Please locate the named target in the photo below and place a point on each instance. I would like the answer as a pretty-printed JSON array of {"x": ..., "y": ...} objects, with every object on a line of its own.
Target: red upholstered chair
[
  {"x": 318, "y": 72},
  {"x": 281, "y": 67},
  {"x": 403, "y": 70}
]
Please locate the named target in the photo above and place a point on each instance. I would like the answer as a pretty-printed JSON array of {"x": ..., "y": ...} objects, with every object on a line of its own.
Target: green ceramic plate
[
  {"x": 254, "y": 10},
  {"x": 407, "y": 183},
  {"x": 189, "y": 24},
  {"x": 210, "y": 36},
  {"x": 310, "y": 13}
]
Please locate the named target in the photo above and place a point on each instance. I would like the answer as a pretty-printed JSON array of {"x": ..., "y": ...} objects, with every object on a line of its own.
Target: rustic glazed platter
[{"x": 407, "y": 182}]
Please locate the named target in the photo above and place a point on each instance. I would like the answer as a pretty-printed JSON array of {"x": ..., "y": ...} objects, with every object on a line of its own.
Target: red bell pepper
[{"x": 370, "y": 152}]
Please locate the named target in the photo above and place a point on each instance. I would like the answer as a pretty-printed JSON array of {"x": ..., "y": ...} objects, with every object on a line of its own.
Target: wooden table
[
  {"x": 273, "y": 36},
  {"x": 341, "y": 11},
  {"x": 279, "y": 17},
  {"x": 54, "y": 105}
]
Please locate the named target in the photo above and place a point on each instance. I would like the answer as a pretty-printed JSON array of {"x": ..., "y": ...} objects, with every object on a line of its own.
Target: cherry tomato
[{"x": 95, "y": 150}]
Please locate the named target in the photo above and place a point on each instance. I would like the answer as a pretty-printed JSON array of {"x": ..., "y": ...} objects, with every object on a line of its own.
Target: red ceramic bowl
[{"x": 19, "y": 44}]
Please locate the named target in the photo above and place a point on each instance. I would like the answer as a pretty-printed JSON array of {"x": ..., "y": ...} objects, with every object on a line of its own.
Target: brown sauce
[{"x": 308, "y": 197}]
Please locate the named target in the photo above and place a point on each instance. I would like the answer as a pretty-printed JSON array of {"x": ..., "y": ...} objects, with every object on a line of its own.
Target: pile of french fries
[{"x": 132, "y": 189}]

- [EXERCISE PROMPT]:
Give back the line containing "Target: red ceramic bowl" and all the lines after it through the end of the records, unchanged.

- [EXERCISE RESPONSE]:
Target: red ceramic bowl
[{"x": 19, "y": 44}]
Please locate the named target in the photo above and place a point on each instance. I would like the answer as a pretty-printed JSON array of {"x": ..., "y": ...} objects, with every object on a line of its own.
Target: brown sauce
[{"x": 308, "y": 197}]
Please locate the named target in the photo above and place a point on each instance. I would like the answer as a pretty-printed JSON array of {"x": ..., "y": ...} objects, with every object on a line of its own.
Target: pile of french fries
[{"x": 132, "y": 189}]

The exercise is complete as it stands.